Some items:
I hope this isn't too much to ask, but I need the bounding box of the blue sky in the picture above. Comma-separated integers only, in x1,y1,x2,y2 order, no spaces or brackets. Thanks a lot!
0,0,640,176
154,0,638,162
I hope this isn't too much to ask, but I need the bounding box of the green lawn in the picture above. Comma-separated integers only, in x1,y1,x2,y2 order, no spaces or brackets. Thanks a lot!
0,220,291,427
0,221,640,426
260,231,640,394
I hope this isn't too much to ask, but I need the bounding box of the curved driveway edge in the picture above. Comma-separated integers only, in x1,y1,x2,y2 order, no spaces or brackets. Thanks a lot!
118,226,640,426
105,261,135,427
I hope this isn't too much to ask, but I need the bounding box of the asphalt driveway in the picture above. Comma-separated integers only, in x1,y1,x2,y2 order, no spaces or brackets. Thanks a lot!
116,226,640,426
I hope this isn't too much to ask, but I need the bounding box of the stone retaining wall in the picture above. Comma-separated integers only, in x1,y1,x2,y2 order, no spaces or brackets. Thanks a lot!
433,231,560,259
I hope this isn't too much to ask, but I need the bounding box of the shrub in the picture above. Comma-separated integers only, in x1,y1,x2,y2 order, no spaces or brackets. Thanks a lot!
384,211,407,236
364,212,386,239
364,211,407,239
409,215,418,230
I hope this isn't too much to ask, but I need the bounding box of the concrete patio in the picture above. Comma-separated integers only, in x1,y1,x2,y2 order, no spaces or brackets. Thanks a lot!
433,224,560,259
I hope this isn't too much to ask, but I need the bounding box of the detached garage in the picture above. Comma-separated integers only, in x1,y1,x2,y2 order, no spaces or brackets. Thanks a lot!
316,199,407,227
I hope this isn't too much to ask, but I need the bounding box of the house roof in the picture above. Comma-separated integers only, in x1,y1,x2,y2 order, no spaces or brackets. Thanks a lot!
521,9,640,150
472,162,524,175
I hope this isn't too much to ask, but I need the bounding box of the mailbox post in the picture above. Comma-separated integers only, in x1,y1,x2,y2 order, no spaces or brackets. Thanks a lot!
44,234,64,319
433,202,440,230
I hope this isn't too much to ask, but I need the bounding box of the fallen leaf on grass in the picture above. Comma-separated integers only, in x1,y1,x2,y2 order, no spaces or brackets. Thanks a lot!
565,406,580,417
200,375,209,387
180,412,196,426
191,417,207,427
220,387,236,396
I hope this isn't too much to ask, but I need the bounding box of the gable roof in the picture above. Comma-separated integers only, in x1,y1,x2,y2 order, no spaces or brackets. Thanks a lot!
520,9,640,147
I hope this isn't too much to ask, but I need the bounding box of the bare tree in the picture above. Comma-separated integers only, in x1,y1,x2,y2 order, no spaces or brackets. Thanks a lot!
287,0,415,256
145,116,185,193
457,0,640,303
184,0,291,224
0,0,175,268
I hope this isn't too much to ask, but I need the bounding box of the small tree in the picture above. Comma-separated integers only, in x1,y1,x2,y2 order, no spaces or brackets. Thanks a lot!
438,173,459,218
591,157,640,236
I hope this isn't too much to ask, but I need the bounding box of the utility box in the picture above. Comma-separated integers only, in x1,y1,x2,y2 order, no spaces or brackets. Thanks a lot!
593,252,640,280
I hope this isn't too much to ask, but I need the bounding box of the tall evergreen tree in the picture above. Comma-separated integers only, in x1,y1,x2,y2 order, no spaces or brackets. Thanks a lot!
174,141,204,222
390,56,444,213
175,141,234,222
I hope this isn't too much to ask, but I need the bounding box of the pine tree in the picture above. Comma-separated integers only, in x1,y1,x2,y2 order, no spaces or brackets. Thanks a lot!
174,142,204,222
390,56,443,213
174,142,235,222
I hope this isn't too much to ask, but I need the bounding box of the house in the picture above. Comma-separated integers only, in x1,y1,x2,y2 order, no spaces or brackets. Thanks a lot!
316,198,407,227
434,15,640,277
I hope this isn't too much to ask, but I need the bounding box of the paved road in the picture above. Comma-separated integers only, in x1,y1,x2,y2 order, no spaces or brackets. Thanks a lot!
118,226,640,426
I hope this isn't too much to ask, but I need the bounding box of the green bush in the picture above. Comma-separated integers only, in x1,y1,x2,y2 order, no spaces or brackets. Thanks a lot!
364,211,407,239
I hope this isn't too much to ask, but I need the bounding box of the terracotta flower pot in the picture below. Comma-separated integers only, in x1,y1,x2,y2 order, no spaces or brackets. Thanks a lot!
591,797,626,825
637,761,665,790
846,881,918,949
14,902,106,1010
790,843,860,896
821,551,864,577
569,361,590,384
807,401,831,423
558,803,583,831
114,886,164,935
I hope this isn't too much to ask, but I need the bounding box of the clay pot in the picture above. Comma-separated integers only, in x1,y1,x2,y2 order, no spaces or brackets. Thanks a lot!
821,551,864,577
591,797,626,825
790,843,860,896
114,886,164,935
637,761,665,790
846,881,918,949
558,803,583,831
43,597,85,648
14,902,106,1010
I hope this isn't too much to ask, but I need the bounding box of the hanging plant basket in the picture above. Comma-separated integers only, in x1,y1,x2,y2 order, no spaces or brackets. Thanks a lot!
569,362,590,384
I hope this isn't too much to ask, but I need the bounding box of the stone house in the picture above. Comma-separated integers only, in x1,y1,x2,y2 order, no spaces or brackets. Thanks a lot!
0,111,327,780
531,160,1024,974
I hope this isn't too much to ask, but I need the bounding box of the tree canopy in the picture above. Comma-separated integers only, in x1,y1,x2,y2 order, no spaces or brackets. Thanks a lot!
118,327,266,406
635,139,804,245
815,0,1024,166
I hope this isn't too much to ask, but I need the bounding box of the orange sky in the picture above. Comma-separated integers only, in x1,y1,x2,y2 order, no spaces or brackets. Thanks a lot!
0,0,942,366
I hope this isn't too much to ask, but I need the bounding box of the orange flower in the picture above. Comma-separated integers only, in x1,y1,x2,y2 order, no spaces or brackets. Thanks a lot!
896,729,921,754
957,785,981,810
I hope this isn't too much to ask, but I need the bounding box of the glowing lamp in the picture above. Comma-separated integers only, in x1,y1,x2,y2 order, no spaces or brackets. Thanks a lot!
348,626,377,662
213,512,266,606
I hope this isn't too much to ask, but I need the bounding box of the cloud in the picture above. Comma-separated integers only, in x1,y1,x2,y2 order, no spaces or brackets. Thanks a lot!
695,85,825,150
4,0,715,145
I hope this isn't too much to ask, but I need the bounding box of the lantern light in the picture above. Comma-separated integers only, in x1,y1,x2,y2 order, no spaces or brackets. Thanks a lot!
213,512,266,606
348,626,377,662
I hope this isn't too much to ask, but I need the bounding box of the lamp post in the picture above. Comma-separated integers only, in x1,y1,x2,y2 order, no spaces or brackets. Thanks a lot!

▶ **Stated exercise**: Rewrite the lines between the one holding "of the mailbox" and the one holding "433,202,440,230", inclusive, with "mailbox post" changed to "mailbox pole" and nothing else altered.

▶ **Solution to this problem**:
I hope this isn't too much to ask, but I need the bounding box of the mailbox pole in the picture above. Comma-separated integers only, in x1,y1,x2,y2 order, no spaces or brackets. Thanks a lot!
44,234,64,319
433,202,440,230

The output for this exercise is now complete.